(Material provided)
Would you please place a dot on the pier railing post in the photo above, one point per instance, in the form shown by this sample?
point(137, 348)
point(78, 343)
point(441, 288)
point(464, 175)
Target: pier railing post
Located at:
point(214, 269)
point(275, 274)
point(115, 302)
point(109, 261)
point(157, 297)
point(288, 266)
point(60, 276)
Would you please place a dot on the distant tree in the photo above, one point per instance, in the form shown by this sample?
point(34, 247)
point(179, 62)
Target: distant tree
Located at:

==

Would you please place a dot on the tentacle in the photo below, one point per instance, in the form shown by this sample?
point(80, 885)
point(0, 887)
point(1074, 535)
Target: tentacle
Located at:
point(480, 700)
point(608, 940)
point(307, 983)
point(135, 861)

(What the exercise asks)
Scale the records starting at the line containing "Would you please place a dot on the tentacle" and ending at the line containing "point(307, 983)", reproducing only those lines, requests included. Multiply each answer point's coordinates by 1.4 and round to whole numbers with halves rounded up, but leave the requests and their sample points unchanged.

(Output for this exercise)
Would you please place a dot on the tentacle in the photo below, one point per instance, in the form shown by this sample?
point(80, 885)
point(0, 887)
point(1074, 535)
Target: tentacle
Located at:
point(672, 980)
point(851, 1316)
point(430, 1376)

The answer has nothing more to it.